EXERCISE DIRECTIONS - Transcribe all the entries word for word, skipping the pictures.
Start of Block
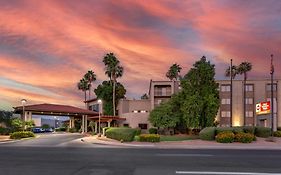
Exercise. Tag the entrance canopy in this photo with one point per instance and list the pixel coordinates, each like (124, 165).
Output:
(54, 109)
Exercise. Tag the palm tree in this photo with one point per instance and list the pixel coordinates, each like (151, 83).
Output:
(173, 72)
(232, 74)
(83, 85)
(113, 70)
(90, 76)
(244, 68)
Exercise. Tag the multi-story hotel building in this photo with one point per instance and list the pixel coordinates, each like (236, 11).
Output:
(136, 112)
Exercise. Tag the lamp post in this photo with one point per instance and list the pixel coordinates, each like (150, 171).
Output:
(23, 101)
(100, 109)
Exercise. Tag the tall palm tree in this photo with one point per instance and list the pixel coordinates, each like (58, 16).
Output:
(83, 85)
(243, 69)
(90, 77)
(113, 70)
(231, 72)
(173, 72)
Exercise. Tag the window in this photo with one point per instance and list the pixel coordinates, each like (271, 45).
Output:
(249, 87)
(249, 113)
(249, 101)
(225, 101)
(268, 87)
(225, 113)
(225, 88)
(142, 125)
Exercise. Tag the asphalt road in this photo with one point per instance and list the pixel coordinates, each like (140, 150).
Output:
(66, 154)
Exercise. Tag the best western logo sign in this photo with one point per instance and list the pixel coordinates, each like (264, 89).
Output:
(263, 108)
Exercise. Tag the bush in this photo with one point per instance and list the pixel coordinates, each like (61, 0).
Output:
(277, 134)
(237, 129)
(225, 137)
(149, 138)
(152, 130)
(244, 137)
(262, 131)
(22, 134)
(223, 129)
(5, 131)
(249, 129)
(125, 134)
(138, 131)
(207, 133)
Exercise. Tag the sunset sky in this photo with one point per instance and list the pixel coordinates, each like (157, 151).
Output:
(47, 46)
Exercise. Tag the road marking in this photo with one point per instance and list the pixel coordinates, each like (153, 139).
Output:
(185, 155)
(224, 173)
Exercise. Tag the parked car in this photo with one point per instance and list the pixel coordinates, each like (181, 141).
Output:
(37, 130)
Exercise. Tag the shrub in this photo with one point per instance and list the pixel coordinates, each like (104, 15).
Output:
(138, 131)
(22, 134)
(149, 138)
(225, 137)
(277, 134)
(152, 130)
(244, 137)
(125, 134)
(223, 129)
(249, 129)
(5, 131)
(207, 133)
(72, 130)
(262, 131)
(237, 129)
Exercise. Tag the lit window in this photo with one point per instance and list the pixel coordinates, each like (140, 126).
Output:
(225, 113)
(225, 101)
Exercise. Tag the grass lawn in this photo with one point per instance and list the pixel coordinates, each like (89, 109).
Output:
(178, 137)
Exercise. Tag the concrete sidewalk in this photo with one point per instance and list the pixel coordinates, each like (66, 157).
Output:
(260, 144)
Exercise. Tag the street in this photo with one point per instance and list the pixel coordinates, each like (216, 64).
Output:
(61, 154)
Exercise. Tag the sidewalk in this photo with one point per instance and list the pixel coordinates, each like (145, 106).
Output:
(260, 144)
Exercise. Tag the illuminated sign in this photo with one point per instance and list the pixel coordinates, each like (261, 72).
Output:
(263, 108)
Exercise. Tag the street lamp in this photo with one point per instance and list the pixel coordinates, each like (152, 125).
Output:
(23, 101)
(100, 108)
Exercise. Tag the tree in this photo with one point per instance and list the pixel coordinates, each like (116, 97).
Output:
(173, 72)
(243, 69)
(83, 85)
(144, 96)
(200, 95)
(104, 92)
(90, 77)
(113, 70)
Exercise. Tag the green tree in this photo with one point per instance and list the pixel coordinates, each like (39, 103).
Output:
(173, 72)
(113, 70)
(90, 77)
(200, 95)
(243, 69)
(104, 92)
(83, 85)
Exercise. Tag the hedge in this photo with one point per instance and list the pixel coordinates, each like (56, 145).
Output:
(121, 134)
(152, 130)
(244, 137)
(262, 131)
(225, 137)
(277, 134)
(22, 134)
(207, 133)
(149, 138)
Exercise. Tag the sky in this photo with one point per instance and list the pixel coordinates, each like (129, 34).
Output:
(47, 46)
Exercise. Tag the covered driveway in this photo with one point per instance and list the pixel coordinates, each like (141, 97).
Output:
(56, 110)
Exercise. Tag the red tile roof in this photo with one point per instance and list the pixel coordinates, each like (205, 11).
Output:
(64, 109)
End of Block
RESPONSE TO THE TASK -
Exercise. Tag the entrance canopy in this photo with one point per instance and list the pixel coordinates, each like (124, 165).
Output:
(54, 109)
Exercise. Tag the palm tree in this photo with one point per instance and list the pixel coordinates, each like (151, 83).
Output:
(173, 72)
(232, 74)
(83, 85)
(113, 70)
(90, 76)
(244, 68)
Exercise. Tag the multi-story hotel building in this photo with one point per instance and list the pixel coordinates, each like (236, 11).
Output:
(136, 112)
Exercise. Tag the lamp post in this photo with one point per instance and list the pixel coordinates, each like (150, 171).
Output:
(23, 101)
(100, 109)
Exercise. Tag the tall palm tree in this photo with one point per instance and list the pixel coordinates, each like (58, 16).
Output:
(83, 85)
(243, 69)
(90, 77)
(113, 70)
(231, 72)
(173, 72)
Exercise. Tag the window in this photo with one point per instance and list the pixel coordinates, each like (271, 45).
Output:
(249, 87)
(249, 113)
(249, 101)
(225, 101)
(268, 87)
(225, 113)
(225, 88)
(142, 125)
Exercise. Tag the asphalt road in this photo with one point per instance and list the pixel coordinates, each like (140, 150).
Output:
(66, 154)
Exercise. Tag the best western logo sign in this photo with one point per instance and list the pixel coordinates, each like (264, 89).
Output:
(263, 108)
Exercise. Tag the bush in this photo with one point per instance and list the pixel coordinates, each like (61, 0).
Output:
(277, 134)
(237, 129)
(225, 137)
(149, 138)
(152, 130)
(244, 137)
(262, 131)
(22, 134)
(223, 129)
(5, 131)
(249, 129)
(125, 134)
(138, 131)
(207, 133)
Exercise. Tag the sunset sky in this photo with one point per instance and list the pixel coordinates, each like (157, 151).
Output:
(47, 46)
Exercise. Tag the road marking in this photo with one point per instance and list the pixel coordinates, each like (153, 139).
Output:
(185, 155)
(224, 173)
Exercise. Tag the parked car in this photo with one point per instance and list the pixel coordinates, each like (181, 141).
Output:
(37, 130)
Exercise. Tag the shrub in this photo with one point per instance and list the pixel coordinates, each like (104, 15).
Output:
(138, 131)
(22, 134)
(149, 138)
(225, 137)
(277, 134)
(152, 130)
(244, 137)
(125, 134)
(223, 129)
(249, 129)
(5, 131)
(207, 133)
(72, 130)
(262, 131)
(237, 129)
Exercise. Tag the lit window in this photo with one point per instance and list the pixel coordinates, each like (140, 126).
Output:
(225, 113)
(225, 101)
Exercise. Tag the grass lawn in this photo with one point per instance and list the pixel coordinates, each like (89, 109).
Output:
(178, 137)
Exercise. Tag the concrete sidewalk in this photo with one point per instance and list the pixel coordinates, each like (66, 157).
Output:
(260, 144)
Exercise. Tag the street in this photo with one point per instance and list the pixel coordinates, each like (216, 64).
Output:
(61, 154)
Exercise. Tag the sidewalk in this photo with one point per instance and list the pixel coordinates, each like (145, 106).
Output:
(260, 144)
Exercise. Tag the illuminated sign in this photo with one point per instance and list the pixel coordinates, each like (261, 72).
Output:
(263, 108)
Exercise. Tag the street lamp in this photo with one point per instance and list the pixel coordinates, each like (152, 125).
Output:
(23, 101)
(100, 108)
Exercise. Tag the tree in this photo with one point per instance and list the pixel coordinates, each like (116, 97).
Output:
(173, 72)
(243, 69)
(83, 85)
(144, 96)
(200, 95)
(104, 92)
(90, 77)
(113, 70)
Exercise. Tag the green tree in this photo with one point per instance and list the pixel coordinates, each like (39, 103).
Output:
(173, 72)
(113, 70)
(90, 77)
(200, 95)
(243, 69)
(104, 92)
(83, 85)
Exercise. Tag the hedge in this photo with one point per instance and list the pixel coordinates, each like (56, 145).
Output:
(121, 134)
(152, 130)
(244, 137)
(262, 131)
(225, 137)
(277, 134)
(22, 134)
(207, 133)
(149, 138)
Exercise. Tag the sky in this photo with one point per instance and list the pixel coordinates, each like (129, 34).
Output:
(47, 46)
Exercise. Tag the covered driveway in this photo with one point per instance and list the pixel coordinates, each like (141, 97).
Output:
(56, 110)
Exercise. Tag the red tile roof in this photo with one point per instance and list the pixel coordinates, each like (205, 11).
Output:
(64, 109)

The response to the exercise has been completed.